**EXERCISE DESCRIPTION:** Can you reproduce every line of the records below, character for character?

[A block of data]

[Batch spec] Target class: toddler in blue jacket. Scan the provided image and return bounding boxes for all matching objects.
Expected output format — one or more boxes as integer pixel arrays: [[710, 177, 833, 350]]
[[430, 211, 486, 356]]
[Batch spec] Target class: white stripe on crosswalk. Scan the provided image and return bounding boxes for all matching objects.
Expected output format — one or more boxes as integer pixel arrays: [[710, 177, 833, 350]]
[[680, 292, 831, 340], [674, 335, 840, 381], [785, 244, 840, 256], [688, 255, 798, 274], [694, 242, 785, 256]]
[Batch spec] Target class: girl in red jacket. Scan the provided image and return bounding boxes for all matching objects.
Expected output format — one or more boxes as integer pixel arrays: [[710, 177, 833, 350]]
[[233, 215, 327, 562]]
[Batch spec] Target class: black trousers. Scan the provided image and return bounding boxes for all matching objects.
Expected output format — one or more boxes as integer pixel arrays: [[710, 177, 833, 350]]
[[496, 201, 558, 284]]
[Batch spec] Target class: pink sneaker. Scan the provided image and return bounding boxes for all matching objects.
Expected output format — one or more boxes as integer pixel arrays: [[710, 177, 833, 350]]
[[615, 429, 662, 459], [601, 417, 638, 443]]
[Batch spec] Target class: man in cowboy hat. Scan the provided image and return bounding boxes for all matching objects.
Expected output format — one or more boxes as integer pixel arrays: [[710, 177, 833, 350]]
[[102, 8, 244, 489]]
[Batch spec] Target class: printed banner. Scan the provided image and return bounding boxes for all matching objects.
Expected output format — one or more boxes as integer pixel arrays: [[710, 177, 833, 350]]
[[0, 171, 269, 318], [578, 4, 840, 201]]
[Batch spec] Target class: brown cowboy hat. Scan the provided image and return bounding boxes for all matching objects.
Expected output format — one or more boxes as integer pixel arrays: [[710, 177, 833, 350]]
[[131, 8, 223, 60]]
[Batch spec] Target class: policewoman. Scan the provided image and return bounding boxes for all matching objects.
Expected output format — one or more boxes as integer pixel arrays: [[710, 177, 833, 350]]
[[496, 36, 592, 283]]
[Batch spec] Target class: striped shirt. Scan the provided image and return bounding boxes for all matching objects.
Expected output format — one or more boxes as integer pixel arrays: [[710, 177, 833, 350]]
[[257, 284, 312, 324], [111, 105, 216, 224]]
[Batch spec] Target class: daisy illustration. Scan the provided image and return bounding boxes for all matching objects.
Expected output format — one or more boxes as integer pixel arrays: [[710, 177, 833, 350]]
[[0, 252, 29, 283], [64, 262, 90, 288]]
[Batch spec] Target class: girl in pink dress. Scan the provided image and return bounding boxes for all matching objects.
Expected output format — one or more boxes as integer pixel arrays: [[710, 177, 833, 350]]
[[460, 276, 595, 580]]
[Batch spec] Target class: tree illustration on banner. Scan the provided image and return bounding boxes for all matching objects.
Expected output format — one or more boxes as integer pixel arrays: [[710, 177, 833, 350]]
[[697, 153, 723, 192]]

**RESPONSE FOR THIS EXERCISE:**
[Batch spec] Target class: toddler in blue jacket. Scan the provided image and return bounding boxes for all matching objects.
Expected output format — one or more boxes as integer pixel arrays: [[710, 177, 833, 350]]
[[430, 211, 486, 356]]
[Batch spec] Target class: white stripe on crosswalk. Scan the provided image and return bounding boxes for all matching objects.
Expected output format — one or more boxes as integer pixel arrays: [[710, 177, 833, 350]]
[[680, 292, 831, 340], [674, 335, 840, 381], [785, 244, 840, 256], [688, 255, 798, 274], [694, 242, 785, 256]]
[Batch spec] Target class: girl in red jacket. Scan the provided image and return bounding boxes for all matching objects.
Expected output format — one or more boxes as integer pixel arrays: [[710, 177, 833, 350]]
[[233, 215, 327, 562]]
[Batch spec] Target class: black trousers. Scan the provided image and return bounding boxes for all matching objects.
Expected output format — one or more boxes as integer pixel arrays: [[710, 177, 833, 350]]
[[496, 201, 558, 284]]
[Batch spec] Target class: pink sneaker. Scan the provided image and return bounding boxes for all matching objects.
Expected output format — one or more boxes as integer pixel arrays: [[710, 177, 833, 350]]
[[615, 429, 662, 459], [601, 417, 638, 443]]
[Batch spec] Target class: man in cowboy hat. Scan the provided image and return bounding boxes for all matching objects.
Expected output format — one or more boxes as integer pixel arrays: [[710, 177, 833, 350]]
[[102, 8, 244, 489]]
[Batch spec] Target class: printed banner. Scan the provided image and return bounding boxes for all matching objects.
Expected output format — one or more boxes as integer pixel arrays: [[710, 177, 833, 350]]
[[0, 171, 269, 318], [578, 4, 840, 201]]
[Batch spec] Target class: brown cowboy hat. Scan the provided image and return bounding boxes for all matching objects.
Expected output format — one or more boxes as integer pixel arrays: [[710, 177, 833, 350]]
[[131, 8, 223, 60]]
[Batch spec] Target class: policewoman. Scan the provided image and return bounding boxes for all matching objects.
Expected output format — one or more boxes as integer pixel arrays: [[710, 177, 833, 350]]
[[496, 36, 592, 283]]
[Batch spec] Target class: striped shirt. Scan the provided image and return bounding boxes for all matching objects.
Expected output format — one or more boxes as integer pixel arrays: [[710, 177, 833, 350]]
[[257, 284, 312, 324], [111, 105, 216, 224]]
[Batch spec] Target class: daisy illustration. Scan the provided image and return bounding boxes for all matching objects.
Expected output format — one or more boxes as integer pixel arrays: [[710, 177, 833, 350]]
[[0, 252, 29, 283], [64, 262, 90, 288]]
[Batch spec] Target class: girl in pink dress. Scan the provided image and return bounding boxes for all matching objects.
Expected output format — one or more boxes as integer pixel arrays: [[710, 177, 833, 350]]
[[460, 276, 595, 580]]
[Batch spec] Target class: tree illustration on banner. Scan the provided image and return bounding boxes for all matching objects.
Expected output format — one or more boxes as integer pixel arrays: [[710, 177, 833, 350]]
[[697, 153, 723, 192]]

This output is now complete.